**Required task:**
Edit the part of the records that opens with the line containing "Task: where can the wood plank" and closes with the line containing "x=454, y=109": replace "printing press" with "letterpress machine" and leave everything else unchanged. Give back only those lines.

━━━━━ Records for this task ━━━━━

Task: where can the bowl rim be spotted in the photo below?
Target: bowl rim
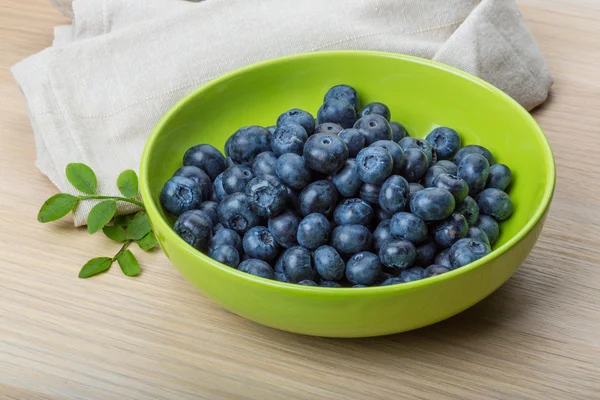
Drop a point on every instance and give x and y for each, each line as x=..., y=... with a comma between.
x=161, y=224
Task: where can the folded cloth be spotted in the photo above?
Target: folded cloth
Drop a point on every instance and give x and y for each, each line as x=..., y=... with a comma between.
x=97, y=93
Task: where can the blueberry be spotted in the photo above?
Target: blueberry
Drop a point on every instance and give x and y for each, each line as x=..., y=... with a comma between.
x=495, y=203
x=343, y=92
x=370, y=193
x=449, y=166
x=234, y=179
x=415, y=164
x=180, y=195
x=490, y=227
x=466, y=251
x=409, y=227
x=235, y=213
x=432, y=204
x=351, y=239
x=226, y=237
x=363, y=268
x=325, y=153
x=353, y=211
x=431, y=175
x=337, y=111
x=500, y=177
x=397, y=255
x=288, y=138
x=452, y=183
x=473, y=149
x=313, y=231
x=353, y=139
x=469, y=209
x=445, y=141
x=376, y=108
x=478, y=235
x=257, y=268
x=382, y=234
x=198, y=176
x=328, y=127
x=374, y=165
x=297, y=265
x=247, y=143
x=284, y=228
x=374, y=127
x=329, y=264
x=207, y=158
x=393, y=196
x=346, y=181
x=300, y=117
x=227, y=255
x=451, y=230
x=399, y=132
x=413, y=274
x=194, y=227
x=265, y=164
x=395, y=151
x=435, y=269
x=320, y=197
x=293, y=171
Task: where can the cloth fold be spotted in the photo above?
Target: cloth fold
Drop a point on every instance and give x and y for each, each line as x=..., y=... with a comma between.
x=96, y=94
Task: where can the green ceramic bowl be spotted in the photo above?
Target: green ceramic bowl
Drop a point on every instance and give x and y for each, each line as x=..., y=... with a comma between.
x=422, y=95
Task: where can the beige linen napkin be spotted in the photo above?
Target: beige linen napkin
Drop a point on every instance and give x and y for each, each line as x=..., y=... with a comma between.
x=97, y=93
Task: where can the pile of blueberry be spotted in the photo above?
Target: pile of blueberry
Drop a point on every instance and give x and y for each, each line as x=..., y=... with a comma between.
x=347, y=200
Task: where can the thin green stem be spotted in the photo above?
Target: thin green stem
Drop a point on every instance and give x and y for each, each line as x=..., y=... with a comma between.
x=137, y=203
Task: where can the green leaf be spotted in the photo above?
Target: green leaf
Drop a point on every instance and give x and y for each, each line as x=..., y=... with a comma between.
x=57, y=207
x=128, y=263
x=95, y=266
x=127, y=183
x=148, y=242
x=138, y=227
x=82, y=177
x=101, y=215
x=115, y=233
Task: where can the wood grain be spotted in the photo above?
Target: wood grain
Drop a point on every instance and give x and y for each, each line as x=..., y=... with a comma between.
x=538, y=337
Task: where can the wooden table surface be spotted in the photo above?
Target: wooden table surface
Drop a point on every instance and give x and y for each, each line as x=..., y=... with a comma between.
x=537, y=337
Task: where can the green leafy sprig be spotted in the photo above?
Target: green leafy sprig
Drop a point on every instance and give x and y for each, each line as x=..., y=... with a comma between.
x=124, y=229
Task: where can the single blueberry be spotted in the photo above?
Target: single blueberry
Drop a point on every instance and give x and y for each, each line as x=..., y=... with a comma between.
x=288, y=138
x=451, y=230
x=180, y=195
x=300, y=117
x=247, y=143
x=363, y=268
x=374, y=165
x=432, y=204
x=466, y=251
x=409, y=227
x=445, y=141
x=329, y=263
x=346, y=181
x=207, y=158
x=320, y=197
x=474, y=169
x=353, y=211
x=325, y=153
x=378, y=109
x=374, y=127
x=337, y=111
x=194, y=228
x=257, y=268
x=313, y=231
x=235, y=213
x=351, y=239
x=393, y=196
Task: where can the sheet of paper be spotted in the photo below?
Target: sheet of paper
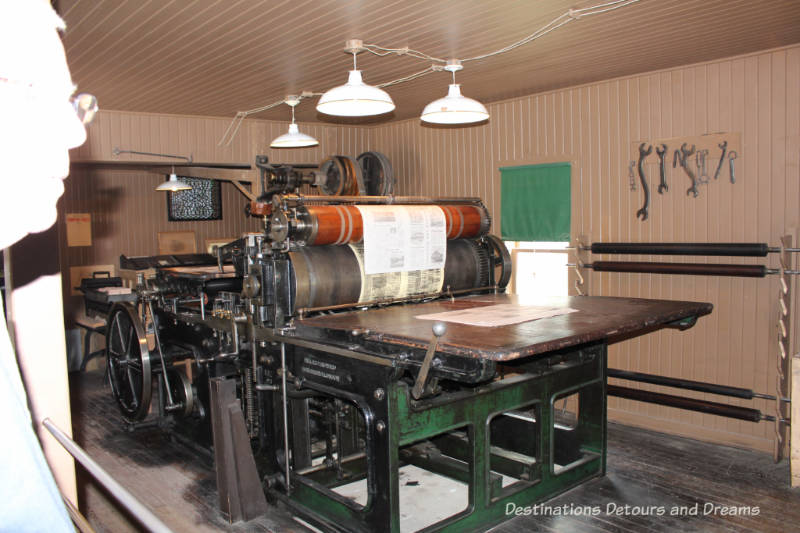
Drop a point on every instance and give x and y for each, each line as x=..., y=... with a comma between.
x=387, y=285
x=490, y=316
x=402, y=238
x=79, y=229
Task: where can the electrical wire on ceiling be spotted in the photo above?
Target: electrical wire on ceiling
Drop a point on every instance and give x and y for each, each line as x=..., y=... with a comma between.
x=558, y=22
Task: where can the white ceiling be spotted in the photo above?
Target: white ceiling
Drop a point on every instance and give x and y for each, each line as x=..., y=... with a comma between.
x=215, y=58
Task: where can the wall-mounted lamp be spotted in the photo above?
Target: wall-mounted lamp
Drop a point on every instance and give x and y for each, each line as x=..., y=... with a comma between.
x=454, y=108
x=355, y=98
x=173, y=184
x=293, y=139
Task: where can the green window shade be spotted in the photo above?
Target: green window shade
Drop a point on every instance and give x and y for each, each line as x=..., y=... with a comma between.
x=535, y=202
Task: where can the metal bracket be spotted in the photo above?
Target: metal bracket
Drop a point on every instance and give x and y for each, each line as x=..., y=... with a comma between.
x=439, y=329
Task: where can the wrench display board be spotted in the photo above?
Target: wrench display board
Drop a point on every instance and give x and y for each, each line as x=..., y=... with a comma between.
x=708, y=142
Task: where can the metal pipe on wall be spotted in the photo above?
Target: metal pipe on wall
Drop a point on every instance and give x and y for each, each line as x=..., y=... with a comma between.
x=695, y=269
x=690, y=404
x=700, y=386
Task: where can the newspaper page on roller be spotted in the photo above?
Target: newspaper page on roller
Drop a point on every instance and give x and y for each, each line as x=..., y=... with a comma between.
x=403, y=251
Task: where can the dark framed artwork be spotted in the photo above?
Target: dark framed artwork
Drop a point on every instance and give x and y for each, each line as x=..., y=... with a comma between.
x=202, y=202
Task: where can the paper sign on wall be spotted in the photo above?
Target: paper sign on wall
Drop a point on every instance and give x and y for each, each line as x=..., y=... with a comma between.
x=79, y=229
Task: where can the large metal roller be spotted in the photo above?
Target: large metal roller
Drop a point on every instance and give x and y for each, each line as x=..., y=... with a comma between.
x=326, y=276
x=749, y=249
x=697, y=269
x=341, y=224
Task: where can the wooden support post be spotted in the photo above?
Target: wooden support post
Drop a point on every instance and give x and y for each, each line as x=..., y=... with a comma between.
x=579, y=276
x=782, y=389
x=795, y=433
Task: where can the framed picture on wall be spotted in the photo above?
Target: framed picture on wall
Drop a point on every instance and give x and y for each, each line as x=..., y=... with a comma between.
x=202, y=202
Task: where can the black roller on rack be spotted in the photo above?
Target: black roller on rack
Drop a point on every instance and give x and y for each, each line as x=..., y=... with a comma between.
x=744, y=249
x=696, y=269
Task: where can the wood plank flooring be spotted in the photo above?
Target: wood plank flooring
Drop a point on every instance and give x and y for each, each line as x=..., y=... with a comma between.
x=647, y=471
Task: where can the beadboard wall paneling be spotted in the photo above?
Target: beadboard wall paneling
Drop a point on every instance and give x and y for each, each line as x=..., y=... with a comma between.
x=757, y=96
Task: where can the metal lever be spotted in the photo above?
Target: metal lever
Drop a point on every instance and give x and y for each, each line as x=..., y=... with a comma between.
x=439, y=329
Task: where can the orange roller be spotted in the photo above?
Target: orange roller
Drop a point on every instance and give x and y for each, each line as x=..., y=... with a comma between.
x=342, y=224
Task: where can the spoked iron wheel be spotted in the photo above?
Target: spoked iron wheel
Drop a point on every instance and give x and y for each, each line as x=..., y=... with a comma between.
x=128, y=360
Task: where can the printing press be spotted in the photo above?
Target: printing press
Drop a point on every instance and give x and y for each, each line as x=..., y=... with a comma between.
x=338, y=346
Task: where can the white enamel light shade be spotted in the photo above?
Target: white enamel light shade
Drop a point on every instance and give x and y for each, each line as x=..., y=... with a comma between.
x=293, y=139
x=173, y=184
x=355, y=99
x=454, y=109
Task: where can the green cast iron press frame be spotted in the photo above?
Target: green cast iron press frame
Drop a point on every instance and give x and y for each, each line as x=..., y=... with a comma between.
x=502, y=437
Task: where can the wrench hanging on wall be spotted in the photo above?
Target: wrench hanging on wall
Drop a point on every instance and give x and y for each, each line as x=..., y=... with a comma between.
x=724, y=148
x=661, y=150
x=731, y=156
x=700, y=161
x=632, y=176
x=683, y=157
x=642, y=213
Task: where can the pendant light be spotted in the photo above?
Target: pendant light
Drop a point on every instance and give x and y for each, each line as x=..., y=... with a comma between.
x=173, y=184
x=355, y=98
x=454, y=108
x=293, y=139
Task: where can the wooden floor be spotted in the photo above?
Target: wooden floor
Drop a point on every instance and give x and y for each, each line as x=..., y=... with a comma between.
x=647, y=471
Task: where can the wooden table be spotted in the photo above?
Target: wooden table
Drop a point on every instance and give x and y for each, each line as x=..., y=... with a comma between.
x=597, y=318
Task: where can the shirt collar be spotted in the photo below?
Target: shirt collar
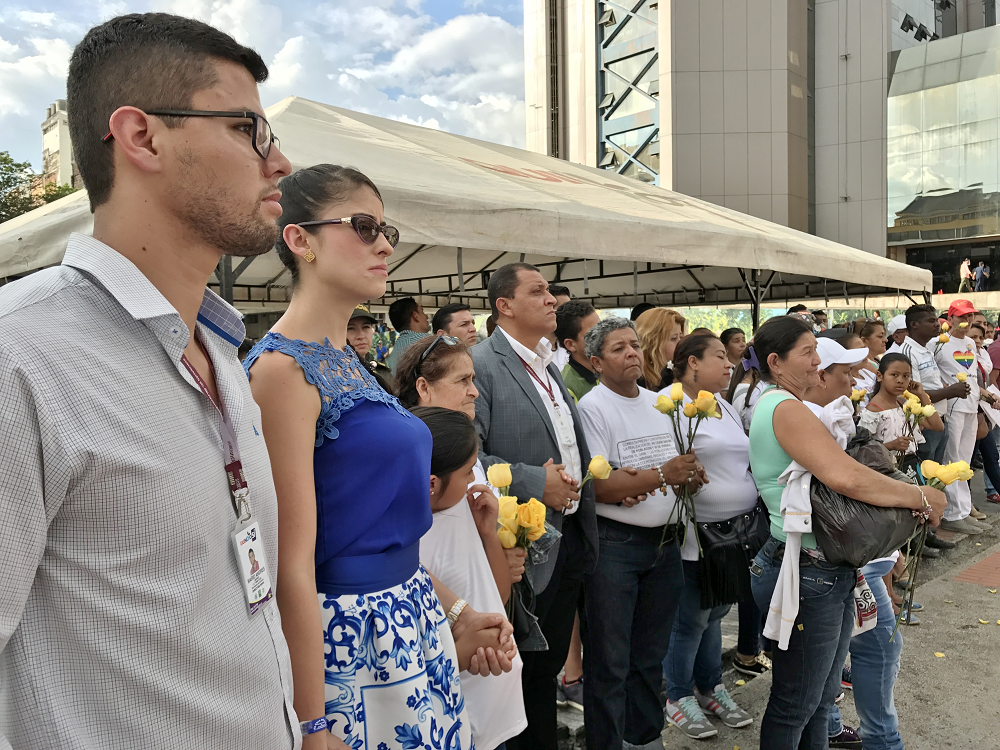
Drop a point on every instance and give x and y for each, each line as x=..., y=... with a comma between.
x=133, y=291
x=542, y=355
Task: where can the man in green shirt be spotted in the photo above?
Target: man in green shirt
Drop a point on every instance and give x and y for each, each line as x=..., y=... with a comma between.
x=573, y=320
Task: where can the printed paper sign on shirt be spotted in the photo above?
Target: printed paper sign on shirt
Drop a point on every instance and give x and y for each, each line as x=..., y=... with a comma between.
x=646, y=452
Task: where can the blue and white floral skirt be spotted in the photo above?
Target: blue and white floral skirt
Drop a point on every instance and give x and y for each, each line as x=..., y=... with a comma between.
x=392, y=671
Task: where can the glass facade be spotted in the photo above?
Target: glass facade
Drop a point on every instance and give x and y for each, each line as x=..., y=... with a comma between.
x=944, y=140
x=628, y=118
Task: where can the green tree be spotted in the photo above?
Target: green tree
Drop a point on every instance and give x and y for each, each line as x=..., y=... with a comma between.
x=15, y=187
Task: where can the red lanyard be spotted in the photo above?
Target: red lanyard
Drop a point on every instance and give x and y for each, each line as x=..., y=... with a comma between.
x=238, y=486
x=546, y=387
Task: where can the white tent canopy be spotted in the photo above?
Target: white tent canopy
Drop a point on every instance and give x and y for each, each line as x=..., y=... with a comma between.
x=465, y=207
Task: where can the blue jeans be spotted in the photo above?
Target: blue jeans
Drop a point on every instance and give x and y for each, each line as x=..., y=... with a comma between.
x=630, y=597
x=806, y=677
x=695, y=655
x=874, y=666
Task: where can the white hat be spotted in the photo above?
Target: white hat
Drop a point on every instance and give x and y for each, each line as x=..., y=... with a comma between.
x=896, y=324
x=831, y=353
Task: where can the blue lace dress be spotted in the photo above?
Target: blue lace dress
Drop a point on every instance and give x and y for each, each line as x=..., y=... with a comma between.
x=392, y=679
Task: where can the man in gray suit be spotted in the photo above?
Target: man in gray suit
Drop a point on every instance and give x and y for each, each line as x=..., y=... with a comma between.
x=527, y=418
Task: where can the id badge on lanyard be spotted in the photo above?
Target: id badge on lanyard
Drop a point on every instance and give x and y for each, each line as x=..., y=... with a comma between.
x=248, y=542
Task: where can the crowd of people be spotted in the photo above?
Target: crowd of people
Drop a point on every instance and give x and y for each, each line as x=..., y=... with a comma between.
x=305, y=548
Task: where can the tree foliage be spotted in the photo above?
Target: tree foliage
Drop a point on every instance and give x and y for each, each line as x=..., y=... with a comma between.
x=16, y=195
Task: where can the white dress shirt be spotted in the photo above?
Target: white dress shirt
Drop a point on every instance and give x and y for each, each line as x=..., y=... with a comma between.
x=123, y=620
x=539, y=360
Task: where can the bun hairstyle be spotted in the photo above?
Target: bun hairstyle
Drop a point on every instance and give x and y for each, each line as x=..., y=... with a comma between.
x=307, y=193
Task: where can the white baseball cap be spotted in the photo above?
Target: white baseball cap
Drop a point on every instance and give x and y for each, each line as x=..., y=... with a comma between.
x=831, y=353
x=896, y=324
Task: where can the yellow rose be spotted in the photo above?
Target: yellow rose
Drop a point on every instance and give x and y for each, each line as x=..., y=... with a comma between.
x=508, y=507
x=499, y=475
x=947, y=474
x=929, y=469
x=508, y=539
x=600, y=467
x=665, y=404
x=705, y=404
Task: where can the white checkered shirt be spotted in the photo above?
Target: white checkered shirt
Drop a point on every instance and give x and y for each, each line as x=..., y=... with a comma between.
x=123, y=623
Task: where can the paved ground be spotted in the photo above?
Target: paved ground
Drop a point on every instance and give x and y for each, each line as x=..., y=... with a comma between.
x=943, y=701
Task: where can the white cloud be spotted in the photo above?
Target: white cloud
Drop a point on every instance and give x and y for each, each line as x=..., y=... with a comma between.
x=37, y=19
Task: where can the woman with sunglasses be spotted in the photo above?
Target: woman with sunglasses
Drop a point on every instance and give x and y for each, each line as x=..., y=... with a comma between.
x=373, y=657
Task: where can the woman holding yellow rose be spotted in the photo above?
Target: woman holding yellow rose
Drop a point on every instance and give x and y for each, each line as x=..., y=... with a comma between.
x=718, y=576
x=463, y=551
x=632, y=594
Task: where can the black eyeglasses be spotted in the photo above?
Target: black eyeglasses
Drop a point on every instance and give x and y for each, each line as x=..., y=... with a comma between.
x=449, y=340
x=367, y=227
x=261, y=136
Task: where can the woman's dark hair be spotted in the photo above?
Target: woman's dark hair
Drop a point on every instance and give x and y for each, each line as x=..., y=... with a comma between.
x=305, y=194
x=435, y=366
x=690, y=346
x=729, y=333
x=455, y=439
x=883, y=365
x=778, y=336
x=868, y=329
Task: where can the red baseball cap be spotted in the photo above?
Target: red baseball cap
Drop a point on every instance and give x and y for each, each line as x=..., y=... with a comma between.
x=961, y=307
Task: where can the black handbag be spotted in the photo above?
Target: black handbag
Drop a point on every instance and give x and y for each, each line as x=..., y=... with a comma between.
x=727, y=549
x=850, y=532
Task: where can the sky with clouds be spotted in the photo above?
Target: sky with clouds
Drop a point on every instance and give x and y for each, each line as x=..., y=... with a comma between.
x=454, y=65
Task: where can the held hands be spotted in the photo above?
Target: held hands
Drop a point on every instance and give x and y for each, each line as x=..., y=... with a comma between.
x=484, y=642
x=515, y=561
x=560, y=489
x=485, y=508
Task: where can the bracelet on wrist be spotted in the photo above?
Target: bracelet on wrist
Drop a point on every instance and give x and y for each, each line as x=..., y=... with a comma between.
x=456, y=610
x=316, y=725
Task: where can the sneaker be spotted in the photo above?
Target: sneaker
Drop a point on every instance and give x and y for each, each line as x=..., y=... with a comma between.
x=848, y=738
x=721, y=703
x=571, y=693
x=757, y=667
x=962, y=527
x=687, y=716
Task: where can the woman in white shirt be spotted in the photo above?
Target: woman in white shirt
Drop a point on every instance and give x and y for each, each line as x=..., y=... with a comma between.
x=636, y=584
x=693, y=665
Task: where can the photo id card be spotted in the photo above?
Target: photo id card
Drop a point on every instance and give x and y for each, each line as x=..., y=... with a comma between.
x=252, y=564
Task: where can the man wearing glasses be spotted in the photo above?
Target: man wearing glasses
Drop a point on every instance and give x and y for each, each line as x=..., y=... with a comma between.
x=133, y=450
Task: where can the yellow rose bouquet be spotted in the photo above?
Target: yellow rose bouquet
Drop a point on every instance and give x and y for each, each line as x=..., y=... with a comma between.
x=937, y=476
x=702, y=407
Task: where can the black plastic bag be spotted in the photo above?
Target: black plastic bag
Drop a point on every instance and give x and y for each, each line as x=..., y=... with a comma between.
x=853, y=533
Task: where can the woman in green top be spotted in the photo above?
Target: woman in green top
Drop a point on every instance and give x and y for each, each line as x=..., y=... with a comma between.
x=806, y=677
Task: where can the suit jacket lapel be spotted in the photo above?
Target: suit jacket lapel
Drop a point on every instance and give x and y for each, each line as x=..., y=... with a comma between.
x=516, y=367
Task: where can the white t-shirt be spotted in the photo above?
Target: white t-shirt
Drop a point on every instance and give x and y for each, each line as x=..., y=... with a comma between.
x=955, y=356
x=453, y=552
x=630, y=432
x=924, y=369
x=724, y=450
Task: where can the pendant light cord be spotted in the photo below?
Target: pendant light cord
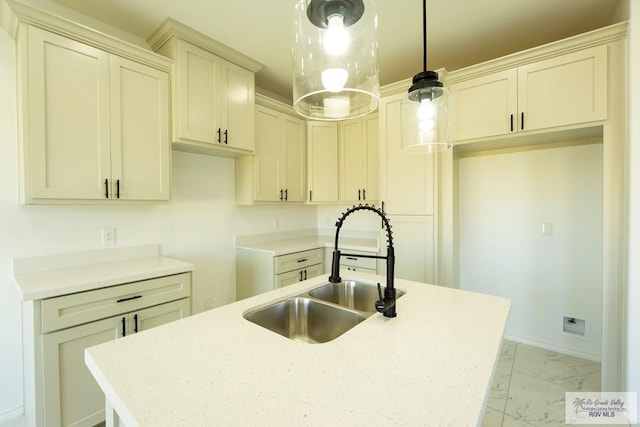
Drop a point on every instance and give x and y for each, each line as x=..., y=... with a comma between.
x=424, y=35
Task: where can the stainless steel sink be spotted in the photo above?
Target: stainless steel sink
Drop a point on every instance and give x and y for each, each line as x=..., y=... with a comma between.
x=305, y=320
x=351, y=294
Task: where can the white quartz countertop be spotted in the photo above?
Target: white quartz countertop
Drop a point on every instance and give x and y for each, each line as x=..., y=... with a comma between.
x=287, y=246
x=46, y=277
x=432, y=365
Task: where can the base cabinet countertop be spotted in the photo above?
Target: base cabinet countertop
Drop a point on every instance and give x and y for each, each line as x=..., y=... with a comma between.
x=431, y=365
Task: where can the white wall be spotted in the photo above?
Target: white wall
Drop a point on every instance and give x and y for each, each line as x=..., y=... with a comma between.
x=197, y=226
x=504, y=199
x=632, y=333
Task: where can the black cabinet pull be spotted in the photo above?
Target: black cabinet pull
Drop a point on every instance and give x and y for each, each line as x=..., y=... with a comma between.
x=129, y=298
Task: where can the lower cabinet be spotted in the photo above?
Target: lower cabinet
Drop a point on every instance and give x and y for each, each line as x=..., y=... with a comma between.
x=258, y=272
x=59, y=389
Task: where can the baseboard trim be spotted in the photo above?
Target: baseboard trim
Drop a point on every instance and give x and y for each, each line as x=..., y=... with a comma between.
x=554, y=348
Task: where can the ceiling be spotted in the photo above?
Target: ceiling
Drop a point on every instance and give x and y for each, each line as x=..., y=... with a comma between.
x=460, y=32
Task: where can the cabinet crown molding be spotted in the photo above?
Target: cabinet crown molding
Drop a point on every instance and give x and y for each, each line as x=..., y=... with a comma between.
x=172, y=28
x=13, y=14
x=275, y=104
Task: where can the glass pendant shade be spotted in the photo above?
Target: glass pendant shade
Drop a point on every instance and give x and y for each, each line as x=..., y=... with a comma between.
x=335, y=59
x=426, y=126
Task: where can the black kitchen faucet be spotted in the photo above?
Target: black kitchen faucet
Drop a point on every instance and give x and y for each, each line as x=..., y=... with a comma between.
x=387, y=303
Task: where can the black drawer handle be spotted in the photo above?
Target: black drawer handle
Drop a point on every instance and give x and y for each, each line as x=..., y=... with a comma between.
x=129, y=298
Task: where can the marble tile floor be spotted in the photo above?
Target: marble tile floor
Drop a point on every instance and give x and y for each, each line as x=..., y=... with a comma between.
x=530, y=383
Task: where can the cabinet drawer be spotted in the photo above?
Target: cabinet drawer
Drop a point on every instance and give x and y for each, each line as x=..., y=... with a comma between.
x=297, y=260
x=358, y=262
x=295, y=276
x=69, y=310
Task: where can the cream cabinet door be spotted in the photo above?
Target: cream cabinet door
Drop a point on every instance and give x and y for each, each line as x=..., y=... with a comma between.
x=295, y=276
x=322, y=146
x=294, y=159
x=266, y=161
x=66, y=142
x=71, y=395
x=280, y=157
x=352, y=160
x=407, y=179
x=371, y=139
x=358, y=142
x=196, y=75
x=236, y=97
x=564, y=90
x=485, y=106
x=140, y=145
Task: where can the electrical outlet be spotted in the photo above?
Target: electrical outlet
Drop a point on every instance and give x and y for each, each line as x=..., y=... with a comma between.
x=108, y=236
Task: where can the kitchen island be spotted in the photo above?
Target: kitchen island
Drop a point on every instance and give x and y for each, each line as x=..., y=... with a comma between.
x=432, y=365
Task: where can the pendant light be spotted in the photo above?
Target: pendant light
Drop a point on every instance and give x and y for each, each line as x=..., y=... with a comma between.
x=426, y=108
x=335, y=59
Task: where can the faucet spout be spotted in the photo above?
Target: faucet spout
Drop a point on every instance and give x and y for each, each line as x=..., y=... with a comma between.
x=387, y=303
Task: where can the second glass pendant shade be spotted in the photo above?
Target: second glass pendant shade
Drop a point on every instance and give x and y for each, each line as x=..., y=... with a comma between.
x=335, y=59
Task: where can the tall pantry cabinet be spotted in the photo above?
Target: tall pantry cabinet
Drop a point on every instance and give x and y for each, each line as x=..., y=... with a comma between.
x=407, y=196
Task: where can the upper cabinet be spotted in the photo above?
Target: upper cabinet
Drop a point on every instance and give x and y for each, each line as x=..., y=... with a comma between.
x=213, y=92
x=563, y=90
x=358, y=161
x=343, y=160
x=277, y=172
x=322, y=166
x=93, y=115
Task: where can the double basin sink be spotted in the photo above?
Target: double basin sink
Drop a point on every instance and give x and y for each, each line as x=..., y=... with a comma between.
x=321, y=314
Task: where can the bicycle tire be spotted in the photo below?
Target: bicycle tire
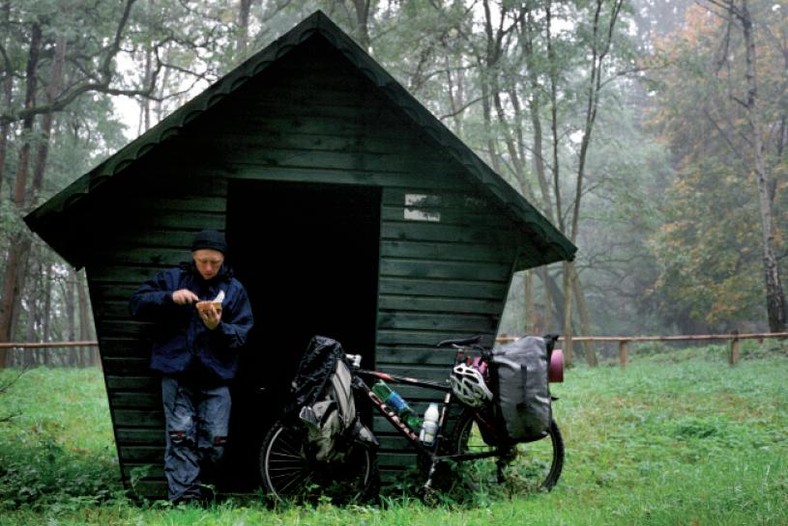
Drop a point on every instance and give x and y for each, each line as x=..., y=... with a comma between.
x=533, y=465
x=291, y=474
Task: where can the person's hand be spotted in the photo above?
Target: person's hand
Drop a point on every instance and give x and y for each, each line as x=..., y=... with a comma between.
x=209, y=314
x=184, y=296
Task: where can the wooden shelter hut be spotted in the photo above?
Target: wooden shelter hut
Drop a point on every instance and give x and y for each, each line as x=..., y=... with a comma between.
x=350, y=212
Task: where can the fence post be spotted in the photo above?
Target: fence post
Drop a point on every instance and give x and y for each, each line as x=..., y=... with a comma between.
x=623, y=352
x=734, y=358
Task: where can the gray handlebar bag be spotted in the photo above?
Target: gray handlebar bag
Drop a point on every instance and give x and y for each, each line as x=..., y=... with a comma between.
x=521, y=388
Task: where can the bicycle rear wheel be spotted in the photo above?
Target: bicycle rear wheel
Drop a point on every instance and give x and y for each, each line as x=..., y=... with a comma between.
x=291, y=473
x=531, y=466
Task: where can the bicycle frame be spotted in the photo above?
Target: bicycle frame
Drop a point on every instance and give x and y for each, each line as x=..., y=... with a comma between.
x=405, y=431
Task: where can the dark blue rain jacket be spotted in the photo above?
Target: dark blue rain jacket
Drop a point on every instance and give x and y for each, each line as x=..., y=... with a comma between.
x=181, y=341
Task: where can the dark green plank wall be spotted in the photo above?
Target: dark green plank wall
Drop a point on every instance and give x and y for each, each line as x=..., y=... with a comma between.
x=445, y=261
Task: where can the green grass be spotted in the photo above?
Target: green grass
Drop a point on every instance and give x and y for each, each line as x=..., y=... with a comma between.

━━━━━

**Solution for this exercise:**
Task: where can the wood plank flooring be spotted in the photo above?
Target: wood plank flooring
Drop a point on every instance and give x and y for each, each line as x=..., y=... with a comma between.
x=647, y=471
Task: where can the beadboard wall paneling be spotted in the photo above?
Target: beadboard wall paneling
Drop a point on every instance and give x and y for each, each line as x=..., y=... with a comma between.
x=757, y=96
Task: where can the metal lever be spotted in the photo above?
Target: metal lever
Drop a point on every instance and give x and y for each, each line as x=..., y=... with a comma between.
x=439, y=329
Task: where can the orange roller be spotted in the photo above?
Target: orange roller
Drop a point on every instance and give x and y for each, each line as x=..., y=... with a comma between.
x=342, y=224
Task: where can the spoked iron wheel be spotted in the photo above?
Target: spoked iron wheel
Drop a point on every instance and give x and y for each, each line as x=..., y=... with a comma between.
x=128, y=360
Task: where can the letterpress machine be spotted in the photo above?
Target: letterpress machine
Drop a point on every instance and give x and y for each, each line as x=..., y=... with a comma between.
x=338, y=346
Task: where can the white enamel light shade be spotted in the photo above?
Target: white enamel light shade
Drop a point on every instance and give x and y for each, each line as x=..., y=... with a comma between.
x=293, y=139
x=173, y=184
x=355, y=99
x=454, y=109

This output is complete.